Lay out everything from the line containing "detect bus roof" down to the line containing "[51,104,451,182]", both included, as a Markdown table with the columns Row and Line, leaving out blank lines.

▸ **Material shown**
* * * *

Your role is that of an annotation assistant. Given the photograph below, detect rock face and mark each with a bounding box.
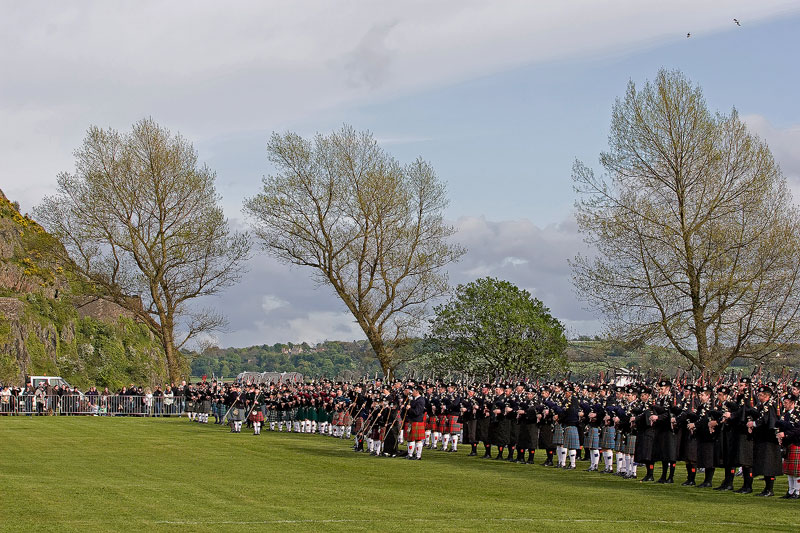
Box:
[0,191,166,387]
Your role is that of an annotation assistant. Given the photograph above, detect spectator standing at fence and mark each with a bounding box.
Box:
[0,387,11,415]
[164,387,175,416]
[142,387,153,416]
[34,383,47,416]
[153,385,164,416]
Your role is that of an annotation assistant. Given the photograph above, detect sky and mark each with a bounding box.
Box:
[0,0,800,346]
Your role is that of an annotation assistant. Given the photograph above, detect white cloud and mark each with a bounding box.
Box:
[742,115,800,178]
[742,115,800,204]
[261,294,289,314]
[450,217,601,334]
[0,0,798,209]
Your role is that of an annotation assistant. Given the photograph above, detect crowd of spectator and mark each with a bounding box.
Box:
[0,381,194,416]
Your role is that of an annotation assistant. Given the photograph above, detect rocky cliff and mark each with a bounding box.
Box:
[0,191,166,387]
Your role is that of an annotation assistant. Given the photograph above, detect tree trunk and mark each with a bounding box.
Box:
[161,316,182,383]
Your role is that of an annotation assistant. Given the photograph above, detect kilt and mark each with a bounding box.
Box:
[442,415,461,434]
[464,420,478,444]
[600,426,617,450]
[508,418,519,447]
[697,440,717,468]
[562,426,581,450]
[475,417,491,444]
[730,433,753,466]
[753,440,783,476]
[406,422,425,442]
[583,426,600,450]
[517,422,539,450]
[678,429,697,463]
[553,423,564,446]
[614,428,627,453]
[783,444,800,477]
[622,435,636,455]
[538,424,553,450]
[489,420,511,446]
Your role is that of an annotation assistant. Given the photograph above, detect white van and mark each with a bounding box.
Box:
[28,376,72,389]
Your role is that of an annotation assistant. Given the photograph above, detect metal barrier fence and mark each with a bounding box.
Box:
[0,394,185,416]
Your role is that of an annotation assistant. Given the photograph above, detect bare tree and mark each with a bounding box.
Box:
[244,127,464,373]
[36,119,250,380]
[573,70,800,372]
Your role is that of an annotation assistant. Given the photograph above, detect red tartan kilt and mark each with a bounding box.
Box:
[406,422,425,442]
[442,415,461,434]
[422,413,436,431]
[783,444,800,477]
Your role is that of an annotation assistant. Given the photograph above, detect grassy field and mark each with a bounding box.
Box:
[0,417,800,532]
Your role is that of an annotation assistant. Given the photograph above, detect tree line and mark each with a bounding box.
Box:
[36,70,800,379]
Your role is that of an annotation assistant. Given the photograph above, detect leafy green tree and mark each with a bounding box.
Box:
[573,70,800,372]
[428,277,567,377]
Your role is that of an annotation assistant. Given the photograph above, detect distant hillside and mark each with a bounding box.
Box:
[192,341,380,378]
[0,191,166,387]
[192,338,800,380]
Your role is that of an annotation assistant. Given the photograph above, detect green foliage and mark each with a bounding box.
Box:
[0,191,64,287]
[428,277,567,376]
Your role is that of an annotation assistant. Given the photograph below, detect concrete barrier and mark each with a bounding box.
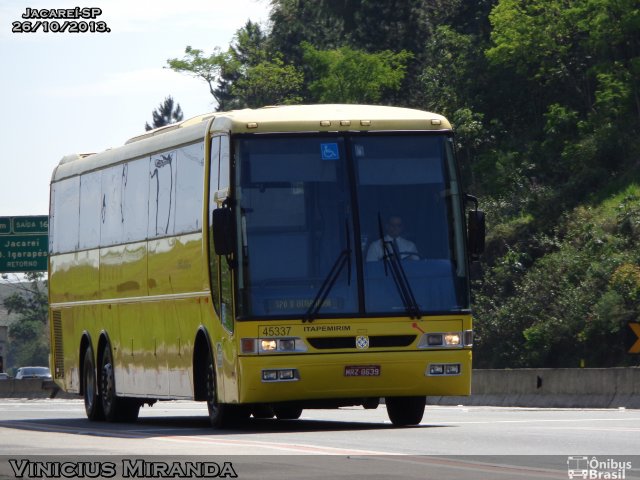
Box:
[0,367,640,409]
[0,378,79,398]
[427,367,640,408]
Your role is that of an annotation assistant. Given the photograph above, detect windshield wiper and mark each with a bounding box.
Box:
[378,212,421,319]
[302,220,351,322]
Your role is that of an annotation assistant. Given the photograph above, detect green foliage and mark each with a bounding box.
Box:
[302,43,412,103]
[167,46,230,105]
[231,58,304,108]
[144,95,183,131]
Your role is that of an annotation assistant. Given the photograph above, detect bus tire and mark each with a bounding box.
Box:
[206,353,250,428]
[273,405,302,420]
[82,347,104,422]
[385,397,427,427]
[100,345,140,422]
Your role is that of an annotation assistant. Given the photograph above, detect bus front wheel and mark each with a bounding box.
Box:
[207,357,250,428]
[82,347,104,421]
[385,397,427,427]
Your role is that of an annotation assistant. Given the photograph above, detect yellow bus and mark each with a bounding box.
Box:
[49,105,484,427]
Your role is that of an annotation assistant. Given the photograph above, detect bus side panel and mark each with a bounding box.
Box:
[100,242,147,300]
[165,298,203,398]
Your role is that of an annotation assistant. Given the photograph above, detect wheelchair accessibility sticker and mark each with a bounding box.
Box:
[320,143,340,160]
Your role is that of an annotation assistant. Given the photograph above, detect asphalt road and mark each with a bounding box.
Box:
[0,399,640,479]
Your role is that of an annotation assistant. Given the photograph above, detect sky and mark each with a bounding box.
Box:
[0,0,269,216]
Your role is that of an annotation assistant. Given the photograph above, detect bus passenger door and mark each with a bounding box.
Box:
[209,135,238,403]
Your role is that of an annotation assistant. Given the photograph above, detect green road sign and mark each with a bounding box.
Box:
[0,215,49,273]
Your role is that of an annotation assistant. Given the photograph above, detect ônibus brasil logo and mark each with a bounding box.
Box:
[567,456,632,480]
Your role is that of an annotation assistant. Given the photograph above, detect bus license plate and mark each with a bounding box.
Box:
[344,365,380,377]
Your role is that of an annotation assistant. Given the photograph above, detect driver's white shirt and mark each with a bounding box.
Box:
[367,235,419,262]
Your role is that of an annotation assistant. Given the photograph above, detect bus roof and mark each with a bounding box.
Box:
[51,104,451,182]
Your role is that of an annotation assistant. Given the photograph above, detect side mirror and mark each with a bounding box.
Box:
[467,210,487,260]
[211,208,234,255]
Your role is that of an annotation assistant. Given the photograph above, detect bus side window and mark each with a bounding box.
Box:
[49,177,80,253]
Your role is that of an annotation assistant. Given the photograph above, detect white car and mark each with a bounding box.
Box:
[16,367,51,380]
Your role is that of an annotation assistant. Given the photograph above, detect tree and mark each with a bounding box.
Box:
[144,95,183,131]
[231,57,304,108]
[167,46,229,110]
[303,43,412,103]
[4,272,49,366]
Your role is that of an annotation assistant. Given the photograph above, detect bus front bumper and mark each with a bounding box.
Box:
[238,349,471,403]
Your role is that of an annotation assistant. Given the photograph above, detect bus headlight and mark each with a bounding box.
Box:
[240,337,307,354]
[418,330,464,348]
[444,332,460,347]
[262,368,300,382]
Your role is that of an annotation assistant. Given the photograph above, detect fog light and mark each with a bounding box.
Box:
[278,370,296,380]
[444,363,460,375]
[262,370,278,382]
[280,338,296,352]
[260,339,278,352]
[240,338,256,353]
[444,333,460,345]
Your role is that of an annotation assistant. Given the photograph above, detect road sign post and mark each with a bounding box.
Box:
[0,215,49,273]
[629,322,640,353]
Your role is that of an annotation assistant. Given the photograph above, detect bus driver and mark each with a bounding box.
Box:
[367,215,420,262]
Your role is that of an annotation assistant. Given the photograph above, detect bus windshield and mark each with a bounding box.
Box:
[235,133,469,320]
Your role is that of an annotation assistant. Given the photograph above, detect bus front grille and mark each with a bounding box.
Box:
[307,335,416,350]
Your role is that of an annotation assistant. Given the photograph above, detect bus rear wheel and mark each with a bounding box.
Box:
[82,347,104,421]
[206,355,250,428]
[100,345,140,422]
[385,397,427,427]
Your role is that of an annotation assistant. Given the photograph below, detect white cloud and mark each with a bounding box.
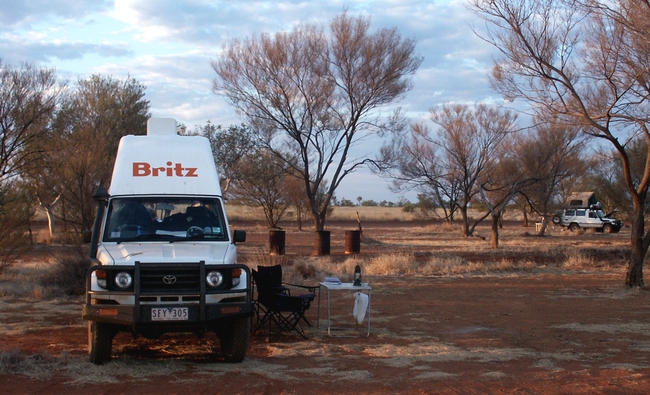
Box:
[0,0,508,200]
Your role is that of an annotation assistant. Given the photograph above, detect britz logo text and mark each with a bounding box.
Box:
[133,162,199,177]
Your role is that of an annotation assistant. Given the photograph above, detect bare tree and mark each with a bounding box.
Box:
[473,144,539,248]
[212,13,421,238]
[49,75,149,233]
[377,104,516,237]
[194,122,258,196]
[509,119,586,236]
[373,122,458,222]
[0,60,61,183]
[232,150,291,229]
[472,0,650,286]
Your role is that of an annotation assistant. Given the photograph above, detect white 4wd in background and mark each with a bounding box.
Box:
[83,118,253,364]
[553,205,623,233]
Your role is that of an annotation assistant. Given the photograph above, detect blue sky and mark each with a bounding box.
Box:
[0,0,499,201]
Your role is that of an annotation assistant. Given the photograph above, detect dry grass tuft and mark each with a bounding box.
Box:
[562,249,595,269]
[361,253,417,276]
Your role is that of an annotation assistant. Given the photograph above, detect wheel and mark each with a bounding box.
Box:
[216,317,251,362]
[88,321,115,365]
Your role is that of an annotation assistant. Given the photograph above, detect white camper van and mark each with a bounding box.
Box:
[83,118,253,364]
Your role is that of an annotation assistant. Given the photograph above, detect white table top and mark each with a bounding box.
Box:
[320,282,372,291]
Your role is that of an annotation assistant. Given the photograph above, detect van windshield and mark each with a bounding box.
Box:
[103,198,228,242]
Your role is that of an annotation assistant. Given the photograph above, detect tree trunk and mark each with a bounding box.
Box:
[490,215,501,249]
[43,207,55,237]
[625,199,648,287]
[460,207,472,237]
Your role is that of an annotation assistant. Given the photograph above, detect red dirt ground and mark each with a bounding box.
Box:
[0,223,650,394]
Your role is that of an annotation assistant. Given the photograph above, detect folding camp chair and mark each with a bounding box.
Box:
[252,265,318,341]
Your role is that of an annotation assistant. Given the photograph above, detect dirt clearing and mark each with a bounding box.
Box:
[0,221,650,394]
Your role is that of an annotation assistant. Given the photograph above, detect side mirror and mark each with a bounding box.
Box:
[93,187,110,202]
[233,230,246,243]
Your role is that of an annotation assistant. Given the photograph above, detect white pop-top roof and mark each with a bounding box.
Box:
[109,118,221,196]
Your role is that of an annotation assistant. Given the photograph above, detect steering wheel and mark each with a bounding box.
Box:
[117,224,143,232]
[187,226,205,237]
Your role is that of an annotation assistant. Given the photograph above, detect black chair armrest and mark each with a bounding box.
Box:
[284,283,320,293]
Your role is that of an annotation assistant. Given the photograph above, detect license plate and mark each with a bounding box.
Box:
[151,307,189,321]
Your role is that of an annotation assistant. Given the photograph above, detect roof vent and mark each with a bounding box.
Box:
[147,118,178,136]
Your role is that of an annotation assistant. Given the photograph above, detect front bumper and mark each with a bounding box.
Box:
[82,262,254,330]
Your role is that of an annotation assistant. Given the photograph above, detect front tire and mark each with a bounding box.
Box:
[216,317,251,362]
[88,321,115,365]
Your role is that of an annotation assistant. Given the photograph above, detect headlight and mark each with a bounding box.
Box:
[232,269,241,287]
[95,270,106,289]
[115,272,133,289]
[205,271,223,288]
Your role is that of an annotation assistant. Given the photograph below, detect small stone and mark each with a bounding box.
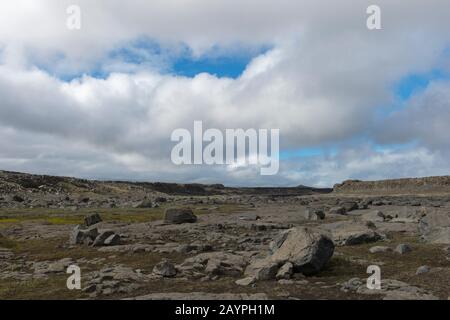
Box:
[82,284,97,293]
[328,207,347,215]
[416,266,430,275]
[84,213,102,227]
[303,208,325,220]
[104,234,120,246]
[234,277,256,286]
[153,260,177,278]
[395,243,412,254]
[275,262,294,280]
[164,208,197,224]
[369,246,392,253]
[92,230,115,247]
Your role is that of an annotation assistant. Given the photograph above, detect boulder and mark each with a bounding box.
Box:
[416,266,430,275]
[134,199,155,209]
[303,208,325,221]
[369,246,392,253]
[103,234,120,246]
[328,207,347,215]
[153,260,177,278]
[340,201,358,213]
[84,213,102,227]
[395,243,412,254]
[92,230,115,247]
[234,277,256,286]
[419,212,450,244]
[270,227,334,275]
[361,210,385,222]
[164,208,197,224]
[245,256,279,280]
[321,221,382,246]
[69,225,98,245]
[275,262,294,280]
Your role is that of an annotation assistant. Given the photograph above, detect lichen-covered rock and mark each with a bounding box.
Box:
[164,208,197,224]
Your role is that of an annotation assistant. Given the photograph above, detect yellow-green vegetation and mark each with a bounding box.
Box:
[0,275,86,300]
[0,204,248,228]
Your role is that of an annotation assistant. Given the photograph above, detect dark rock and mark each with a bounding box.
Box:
[164,208,197,224]
[84,213,102,227]
[271,227,334,275]
[69,226,98,245]
[92,230,115,247]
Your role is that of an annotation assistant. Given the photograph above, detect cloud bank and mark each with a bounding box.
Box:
[0,0,450,186]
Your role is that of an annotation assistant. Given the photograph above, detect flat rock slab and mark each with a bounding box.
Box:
[126,292,268,300]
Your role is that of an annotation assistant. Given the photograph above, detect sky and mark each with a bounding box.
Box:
[0,0,450,187]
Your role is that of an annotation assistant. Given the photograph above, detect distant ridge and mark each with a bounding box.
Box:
[0,170,333,196]
[333,176,450,194]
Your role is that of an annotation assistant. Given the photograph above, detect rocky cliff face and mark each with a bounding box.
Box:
[333,176,450,194]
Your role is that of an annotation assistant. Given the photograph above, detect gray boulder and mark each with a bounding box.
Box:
[164,208,197,224]
[153,260,177,278]
[321,221,382,246]
[275,262,294,280]
[328,206,347,215]
[92,230,115,247]
[395,243,412,254]
[271,227,334,275]
[245,256,279,280]
[303,208,325,221]
[419,212,450,244]
[416,266,430,275]
[369,246,392,253]
[69,225,98,245]
[103,234,120,246]
[84,213,102,227]
[361,210,385,222]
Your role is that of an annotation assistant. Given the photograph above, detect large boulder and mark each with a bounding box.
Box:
[153,260,177,278]
[271,227,334,275]
[92,230,115,247]
[419,212,450,244]
[164,208,197,224]
[245,257,279,280]
[321,221,383,246]
[361,210,385,222]
[303,208,325,221]
[69,225,99,245]
[84,213,102,227]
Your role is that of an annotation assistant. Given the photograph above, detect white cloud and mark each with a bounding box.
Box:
[0,0,450,185]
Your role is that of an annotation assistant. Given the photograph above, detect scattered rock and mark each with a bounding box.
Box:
[84,213,102,227]
[69,225,98,245]
[103,234,120,246]
[153,260,177,278]
[129,292,268,301]
[239,213,261,221]
[234,277,256,286]
[361,210,385,222]
[303,208,325,221]
[92,230,115,247]
[416,266,430,275]
[419,212,450,244]
[395,243,412,254]
[12,194,25,202]
[275,262,294,280]
[321,221,382,246]
[270,227,334,275]
[328,207,347,215]
[164,208,197,224]
[245,257,278,280]
[369,246,392,253]
[341,278,438,300]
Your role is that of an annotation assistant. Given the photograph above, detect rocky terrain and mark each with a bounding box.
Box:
[0,172,450,300]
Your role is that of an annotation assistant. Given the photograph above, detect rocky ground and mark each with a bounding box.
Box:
[0,172,450,300]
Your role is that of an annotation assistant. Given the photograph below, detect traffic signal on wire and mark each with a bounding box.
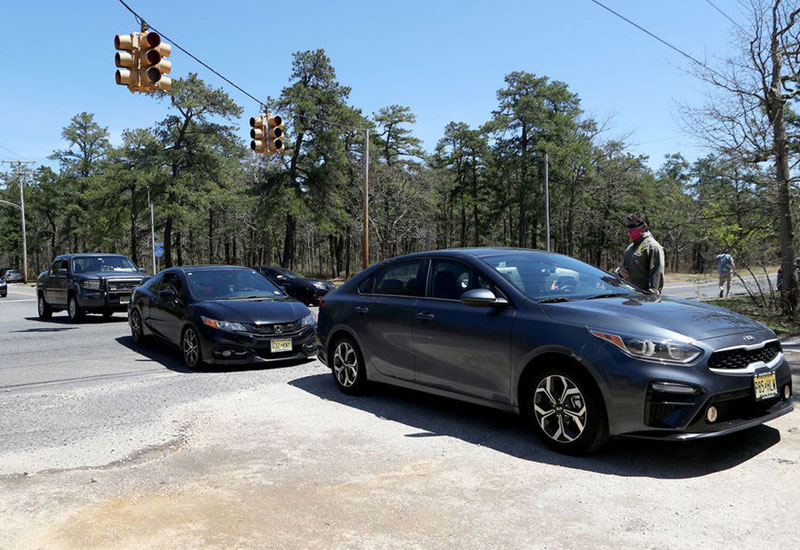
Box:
[267,113,285,153]
[114,30,172,92]
[250,115,268,155]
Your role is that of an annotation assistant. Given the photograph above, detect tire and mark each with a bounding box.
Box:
[67,294,83,323]
[128,309,145,344]
[521,367,609,455]
[331,336,368,395]
[181,326,203,370]
[37,292,53,320]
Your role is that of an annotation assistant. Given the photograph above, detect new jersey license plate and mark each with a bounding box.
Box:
[269,340,292,353]
[753,372,778,401]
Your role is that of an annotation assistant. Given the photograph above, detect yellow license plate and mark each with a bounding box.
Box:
[269,340,292,354]
[753,372,778,401]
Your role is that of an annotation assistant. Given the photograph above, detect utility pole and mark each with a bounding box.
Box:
[544,153,550,252]
[364,129,369,269]
[3,160,33,283]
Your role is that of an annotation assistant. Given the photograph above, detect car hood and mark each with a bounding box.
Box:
[195,298,311,324]
[539,296,774,340]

* * * *

▸ **Answer to the exercise**
| Row | Line |
|---|---|
| 1 | Your role is that of an annotation assistant. Given the photograph above, detect bus roof and mark each with a bounding box. |
| 2 | Box: |
| 3 | [51,104,451,182] |